*** Source data ***

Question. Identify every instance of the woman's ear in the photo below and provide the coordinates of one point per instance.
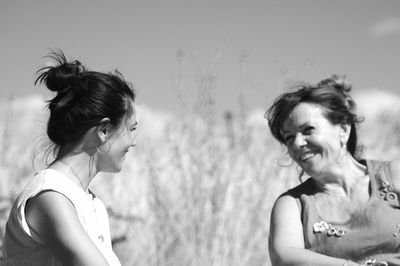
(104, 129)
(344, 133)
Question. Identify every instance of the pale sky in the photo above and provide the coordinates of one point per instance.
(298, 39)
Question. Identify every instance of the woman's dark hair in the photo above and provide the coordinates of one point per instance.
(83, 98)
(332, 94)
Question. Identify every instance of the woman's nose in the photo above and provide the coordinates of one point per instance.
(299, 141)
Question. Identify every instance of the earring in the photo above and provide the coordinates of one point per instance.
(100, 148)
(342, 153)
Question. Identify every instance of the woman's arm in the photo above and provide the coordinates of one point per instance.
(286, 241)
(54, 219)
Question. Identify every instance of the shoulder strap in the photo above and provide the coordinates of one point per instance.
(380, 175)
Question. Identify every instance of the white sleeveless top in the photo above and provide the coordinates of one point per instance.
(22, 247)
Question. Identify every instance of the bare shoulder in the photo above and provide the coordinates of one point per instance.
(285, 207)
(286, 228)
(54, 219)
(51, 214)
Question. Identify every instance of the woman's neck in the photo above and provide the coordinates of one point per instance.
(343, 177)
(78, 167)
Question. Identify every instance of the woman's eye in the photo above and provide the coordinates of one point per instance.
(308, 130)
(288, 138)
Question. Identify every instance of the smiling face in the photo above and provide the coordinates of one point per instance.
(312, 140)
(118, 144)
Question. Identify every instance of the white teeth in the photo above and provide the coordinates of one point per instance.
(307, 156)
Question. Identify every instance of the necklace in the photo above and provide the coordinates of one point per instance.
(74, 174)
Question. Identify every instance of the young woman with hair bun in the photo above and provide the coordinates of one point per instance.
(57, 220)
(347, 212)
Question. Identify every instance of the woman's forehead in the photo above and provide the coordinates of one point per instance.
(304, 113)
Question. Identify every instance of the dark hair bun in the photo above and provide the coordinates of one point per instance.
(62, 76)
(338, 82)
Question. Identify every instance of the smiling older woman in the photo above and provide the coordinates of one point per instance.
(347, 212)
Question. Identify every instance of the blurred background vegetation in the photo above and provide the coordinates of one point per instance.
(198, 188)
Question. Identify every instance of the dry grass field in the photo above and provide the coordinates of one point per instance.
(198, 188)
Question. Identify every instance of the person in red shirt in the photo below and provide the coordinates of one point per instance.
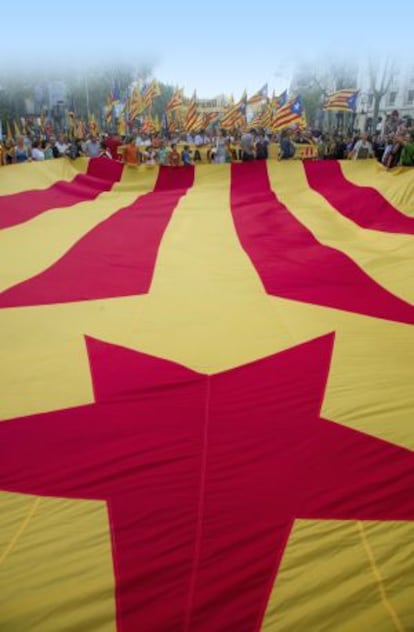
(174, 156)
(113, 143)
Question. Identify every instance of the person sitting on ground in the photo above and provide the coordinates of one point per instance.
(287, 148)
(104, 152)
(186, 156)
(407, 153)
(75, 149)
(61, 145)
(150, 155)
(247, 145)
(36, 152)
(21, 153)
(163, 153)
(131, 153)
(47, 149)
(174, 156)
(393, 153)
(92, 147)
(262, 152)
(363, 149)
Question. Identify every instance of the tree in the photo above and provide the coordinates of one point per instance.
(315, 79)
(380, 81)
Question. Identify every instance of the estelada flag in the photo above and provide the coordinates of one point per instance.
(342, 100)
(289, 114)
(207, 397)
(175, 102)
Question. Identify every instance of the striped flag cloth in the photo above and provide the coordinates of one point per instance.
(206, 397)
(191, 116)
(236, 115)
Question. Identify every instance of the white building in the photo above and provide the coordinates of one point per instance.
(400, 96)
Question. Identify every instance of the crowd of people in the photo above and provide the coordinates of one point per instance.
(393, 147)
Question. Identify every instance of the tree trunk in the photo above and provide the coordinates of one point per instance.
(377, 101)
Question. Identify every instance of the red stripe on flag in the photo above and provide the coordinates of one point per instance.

*** End of Source data ***

■ What to produce: Each record above must be returned exactly as written, with its pictures omitted.

■ Solution:
Question. Identify every instance of the woman's ear in the photo below and provide the coordinates of one point per instance.
(104, 129)
(344, 133)
Question. Identify every instance of the pale sky in the photo above and provide the coordinates of one point per instance.
(298, 39)
Question. Identify every instance of the woman's dark hair in the photo above and provide the coordinates of one point per instance.
(83, 98)
(332, 94)
Question. Identify every instance of the woman's nose in the photo above and provide the coordinates of one point per instance.
(299, 141)
Question. Identify every instance of the earring in the photo above and provide the coordinates of one point per instance.
(100, 148)
(342, 153)
Question. Identify every instance of the woman's arm in the photo above and provide the coordinates of one point per instance.
(286, 241)
(54, 219)
Question. Identify every instance of the shoulder strap in the photo above and provide the coordinates of one point per instance.
(380, 175)
Question. Identify every instance of the white sleeveless top in the photo above and provide the coordinates of one point per instance.
(22, 247)
Question. Identify every instance of the bare shoulder in the photo above and provide the coordinates of one point per instance.
(285, 207)
(286, 228)
(54, 219)
(51, 214)
Question. Identify every instance of the woman's neck in the photo above and provide the coordinates of one point per instance.
(343, 177)
(78, 167)
Question. Identify every instance of the woman's eye in the photo above and provide the coordinates of one point per instance.
(308, 130)
(288, 138)
Question. Identify every instance of the smiling face in the photo above and provide the coordinates of one point per instance.
(312, 140)
(118, 144)
Question. Identify every instance of the white teeth in the photo above and provide the coordinates of one point per instance.
(307, 156)
Question. Identify every instance of the necklace in the photo above and provide the coordinates of one point per instance.
(74, 174)
Question. Identify every instance of the young woman with hair bun in the photo above and provide the coordinates of one point per instance.
(57, 220)
(347, 212)
Question. Identify every instance of the woman's forehead in the photo above and provide the coordinates of one point per instance.
(304, 113)
Question. Identify every instance of the dark hair bun in the photo above and provide the coordinates of one point per instance.
(62, 76)
(338, 82)
Question. Identify every instance of the smiling older woman in the photo above and provide the coordinates of one point per instance.
(347, 212)
Question. Identify every instance of the blurred background vegetation in the photo above and provide the coordinates of one point per instance.
(198, 188)
Question. Identify every instance of the dry grass field in the photo above and provide the coordinates of one point per instance.
(198, 188)
Question. Identify every instance of the person in red shirt in the photo below and provide the coordinates of one point per instance.
(174, 156)
(113, 143)
Question. Identify every instance of the person sitting on ground in the photo above and provide the coordinates of one point per instance.
(287, 148)
(104, 152)
(186, 156)
(407, 153)
(75, 149)
(61, 145)
(150, 155)
(247, 145)
(36, 152)
(21, 153)
(163, 153)
(131, 153)
(47, 149)
(174, 156)
(393, 153)
(92, 147)
(262, 152)
(363, 149)
Question. Identify every instance of the tree in the photo above and provide the coordinates of one point per instance.
(315, 79)
(380, 81)
Question. Identify every instance of the estelada flag in the photo above and provide the coordinates of one point per instance.
(342, 100)
(289, 114)
(207, 397)
(175, 102)
Question. Identify every instance of the striped flag cloth in the photo above and provide the coordinates of one point per instance.
(206, 397)
(191, 116)
(236, 115)
Question. Identify every instance of the white building in the photo above and provide the coordinates of one point per instance.
(400, 96)
Question. Identify every instance of the crowd of people in the photo above and provide the coordinates of one point per instance.
(393, 147)
Question. Identify every instance of the tree trunk in the photo above and provide the coordinates of one point per instance.
(377, 101)
Question. Identify every instance of the red stripe on flag in the photo above and provide the coordinates of one point per instance.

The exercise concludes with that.